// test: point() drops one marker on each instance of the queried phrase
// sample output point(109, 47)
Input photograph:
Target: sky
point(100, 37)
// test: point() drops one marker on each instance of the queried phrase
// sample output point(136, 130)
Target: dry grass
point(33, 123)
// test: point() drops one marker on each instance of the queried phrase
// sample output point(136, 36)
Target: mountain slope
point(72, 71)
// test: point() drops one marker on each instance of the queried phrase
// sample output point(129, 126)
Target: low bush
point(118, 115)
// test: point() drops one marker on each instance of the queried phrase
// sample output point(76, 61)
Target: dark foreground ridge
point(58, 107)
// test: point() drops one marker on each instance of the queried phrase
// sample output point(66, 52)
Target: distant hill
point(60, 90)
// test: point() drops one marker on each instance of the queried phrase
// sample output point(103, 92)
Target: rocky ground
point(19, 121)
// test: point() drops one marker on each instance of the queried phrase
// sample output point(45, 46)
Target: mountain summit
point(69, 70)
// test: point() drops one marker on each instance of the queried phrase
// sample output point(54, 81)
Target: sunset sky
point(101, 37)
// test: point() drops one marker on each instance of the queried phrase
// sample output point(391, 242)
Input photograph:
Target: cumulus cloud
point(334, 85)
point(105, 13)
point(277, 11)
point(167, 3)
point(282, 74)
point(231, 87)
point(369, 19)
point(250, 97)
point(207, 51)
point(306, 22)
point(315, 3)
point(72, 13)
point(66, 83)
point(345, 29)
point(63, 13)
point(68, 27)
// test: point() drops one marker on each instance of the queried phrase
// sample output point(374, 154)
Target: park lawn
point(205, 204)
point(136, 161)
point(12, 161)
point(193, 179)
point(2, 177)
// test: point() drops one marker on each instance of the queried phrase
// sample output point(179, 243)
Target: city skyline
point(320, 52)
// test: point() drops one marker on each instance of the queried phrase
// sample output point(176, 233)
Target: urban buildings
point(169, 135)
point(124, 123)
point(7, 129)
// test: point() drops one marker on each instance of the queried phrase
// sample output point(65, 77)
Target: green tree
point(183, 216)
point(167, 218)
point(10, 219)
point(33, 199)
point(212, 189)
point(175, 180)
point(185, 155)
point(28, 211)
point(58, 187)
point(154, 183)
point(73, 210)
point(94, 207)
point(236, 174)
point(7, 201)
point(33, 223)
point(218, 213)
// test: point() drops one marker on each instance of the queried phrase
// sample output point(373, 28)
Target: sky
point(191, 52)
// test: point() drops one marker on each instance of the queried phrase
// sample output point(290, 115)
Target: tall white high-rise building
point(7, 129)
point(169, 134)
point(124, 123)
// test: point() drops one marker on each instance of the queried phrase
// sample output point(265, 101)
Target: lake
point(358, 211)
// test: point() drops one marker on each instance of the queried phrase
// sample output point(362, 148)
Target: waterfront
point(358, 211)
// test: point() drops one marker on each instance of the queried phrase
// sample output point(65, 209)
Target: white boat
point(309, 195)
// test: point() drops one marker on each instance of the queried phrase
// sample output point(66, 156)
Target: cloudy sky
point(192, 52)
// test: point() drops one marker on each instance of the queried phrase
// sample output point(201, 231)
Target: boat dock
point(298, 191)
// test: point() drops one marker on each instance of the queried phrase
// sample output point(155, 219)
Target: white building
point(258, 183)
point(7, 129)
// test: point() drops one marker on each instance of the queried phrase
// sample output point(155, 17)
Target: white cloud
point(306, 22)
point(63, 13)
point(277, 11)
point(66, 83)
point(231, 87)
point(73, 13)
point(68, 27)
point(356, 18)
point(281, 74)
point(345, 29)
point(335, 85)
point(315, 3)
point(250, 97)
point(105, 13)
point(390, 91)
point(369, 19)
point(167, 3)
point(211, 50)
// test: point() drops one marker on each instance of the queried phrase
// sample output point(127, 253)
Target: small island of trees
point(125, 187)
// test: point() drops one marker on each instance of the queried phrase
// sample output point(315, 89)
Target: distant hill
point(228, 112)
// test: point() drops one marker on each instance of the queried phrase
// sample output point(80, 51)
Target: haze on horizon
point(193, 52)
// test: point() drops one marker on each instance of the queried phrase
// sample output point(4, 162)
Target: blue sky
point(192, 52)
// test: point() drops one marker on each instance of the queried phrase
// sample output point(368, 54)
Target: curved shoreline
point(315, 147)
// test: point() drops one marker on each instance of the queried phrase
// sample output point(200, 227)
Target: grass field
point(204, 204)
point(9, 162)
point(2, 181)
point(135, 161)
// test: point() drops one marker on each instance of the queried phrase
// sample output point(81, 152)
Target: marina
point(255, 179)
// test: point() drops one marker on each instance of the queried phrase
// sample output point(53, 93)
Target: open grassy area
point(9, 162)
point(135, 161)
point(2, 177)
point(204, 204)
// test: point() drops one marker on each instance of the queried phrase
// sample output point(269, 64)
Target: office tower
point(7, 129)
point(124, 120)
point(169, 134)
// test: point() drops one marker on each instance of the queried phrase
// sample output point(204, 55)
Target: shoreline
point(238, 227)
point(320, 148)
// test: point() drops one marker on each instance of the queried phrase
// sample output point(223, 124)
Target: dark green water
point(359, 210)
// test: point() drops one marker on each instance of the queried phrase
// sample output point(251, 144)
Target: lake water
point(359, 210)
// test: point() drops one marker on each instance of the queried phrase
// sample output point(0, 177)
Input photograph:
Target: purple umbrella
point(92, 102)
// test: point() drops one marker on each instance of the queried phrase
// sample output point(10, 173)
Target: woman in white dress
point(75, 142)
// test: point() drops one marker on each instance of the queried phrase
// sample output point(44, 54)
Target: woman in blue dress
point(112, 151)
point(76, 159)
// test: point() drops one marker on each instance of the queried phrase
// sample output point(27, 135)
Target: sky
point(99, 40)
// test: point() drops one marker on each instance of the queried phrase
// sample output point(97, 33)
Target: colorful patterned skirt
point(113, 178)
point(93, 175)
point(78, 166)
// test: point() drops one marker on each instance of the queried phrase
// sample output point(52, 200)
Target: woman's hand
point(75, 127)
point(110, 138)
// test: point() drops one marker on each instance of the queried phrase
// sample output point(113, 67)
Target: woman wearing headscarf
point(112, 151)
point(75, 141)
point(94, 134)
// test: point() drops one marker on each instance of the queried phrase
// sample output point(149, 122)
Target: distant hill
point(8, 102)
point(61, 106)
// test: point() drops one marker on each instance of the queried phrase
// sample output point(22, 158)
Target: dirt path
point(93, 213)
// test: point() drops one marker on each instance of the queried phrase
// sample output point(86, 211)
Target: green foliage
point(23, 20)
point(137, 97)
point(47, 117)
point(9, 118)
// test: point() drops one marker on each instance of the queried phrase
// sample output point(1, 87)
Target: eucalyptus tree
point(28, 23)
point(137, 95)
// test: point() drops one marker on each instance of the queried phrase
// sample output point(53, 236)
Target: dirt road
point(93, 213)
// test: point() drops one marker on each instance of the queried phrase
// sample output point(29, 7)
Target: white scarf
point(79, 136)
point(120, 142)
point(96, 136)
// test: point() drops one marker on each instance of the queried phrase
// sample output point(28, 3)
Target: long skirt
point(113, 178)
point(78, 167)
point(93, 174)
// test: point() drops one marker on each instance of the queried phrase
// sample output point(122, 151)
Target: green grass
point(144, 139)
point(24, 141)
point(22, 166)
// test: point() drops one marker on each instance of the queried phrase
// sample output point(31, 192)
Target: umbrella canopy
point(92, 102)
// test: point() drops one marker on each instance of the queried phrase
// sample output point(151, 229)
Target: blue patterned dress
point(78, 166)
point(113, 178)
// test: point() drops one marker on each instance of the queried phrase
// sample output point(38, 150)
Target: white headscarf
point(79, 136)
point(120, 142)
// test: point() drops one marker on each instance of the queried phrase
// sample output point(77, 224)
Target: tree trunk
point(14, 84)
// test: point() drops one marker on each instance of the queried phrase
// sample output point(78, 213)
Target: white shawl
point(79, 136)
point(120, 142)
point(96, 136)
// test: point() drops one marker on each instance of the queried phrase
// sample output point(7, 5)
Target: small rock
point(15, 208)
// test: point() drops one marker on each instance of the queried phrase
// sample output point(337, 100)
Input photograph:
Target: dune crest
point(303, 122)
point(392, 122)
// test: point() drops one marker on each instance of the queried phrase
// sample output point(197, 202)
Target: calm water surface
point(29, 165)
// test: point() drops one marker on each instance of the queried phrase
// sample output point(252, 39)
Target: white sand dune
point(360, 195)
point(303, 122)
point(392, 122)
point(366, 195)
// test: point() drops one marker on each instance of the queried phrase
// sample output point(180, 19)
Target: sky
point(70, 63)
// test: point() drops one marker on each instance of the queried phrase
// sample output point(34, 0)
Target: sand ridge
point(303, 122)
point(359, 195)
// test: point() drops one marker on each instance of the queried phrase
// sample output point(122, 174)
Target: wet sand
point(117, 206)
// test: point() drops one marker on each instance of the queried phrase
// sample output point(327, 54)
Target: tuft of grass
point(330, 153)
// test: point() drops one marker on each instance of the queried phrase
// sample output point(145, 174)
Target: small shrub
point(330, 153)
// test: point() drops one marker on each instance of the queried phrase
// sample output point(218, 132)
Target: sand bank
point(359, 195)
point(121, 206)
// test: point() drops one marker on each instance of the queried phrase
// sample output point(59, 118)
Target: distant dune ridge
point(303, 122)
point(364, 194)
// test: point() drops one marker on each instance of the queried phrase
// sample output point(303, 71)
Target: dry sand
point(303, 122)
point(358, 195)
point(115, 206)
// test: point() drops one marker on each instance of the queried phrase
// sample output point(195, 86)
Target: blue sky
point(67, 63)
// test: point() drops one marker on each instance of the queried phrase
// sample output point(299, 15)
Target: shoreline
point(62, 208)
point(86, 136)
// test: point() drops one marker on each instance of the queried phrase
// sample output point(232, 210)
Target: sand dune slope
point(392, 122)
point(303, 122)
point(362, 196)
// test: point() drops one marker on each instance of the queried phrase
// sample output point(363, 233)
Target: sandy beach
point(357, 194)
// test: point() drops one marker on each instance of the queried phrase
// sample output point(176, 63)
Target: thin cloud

★ ★ ★

Consigne: Présentez en tableau Markdown les lignes des données, en partant de la toute première et en allant jusqu'à celle qui contient "point(33, 123)", celle-ci comprise. Mettez le rang de chaque ligne dans une colonne Numéro et la ligne elle-même dans une colonne Contenu, sans reprendre les lignes vides.

Bonne réponse:
| Numéro | Contenu |
|---|---|
| 1 | // test: point() drops one marker on each instance of the queried phrase |
| 2 | // sample output point(109, 47) |
| 3 | Input photograph: |
| 4 | Target: sky |
| 5 | point(100, 37) |
| 6 | // test: point() drops one marker on each instance of the queried phrase |
| 7 | // sample output point(136, 130) |
| 8 | Target: dry grass |
| 9 | point(33, 123) |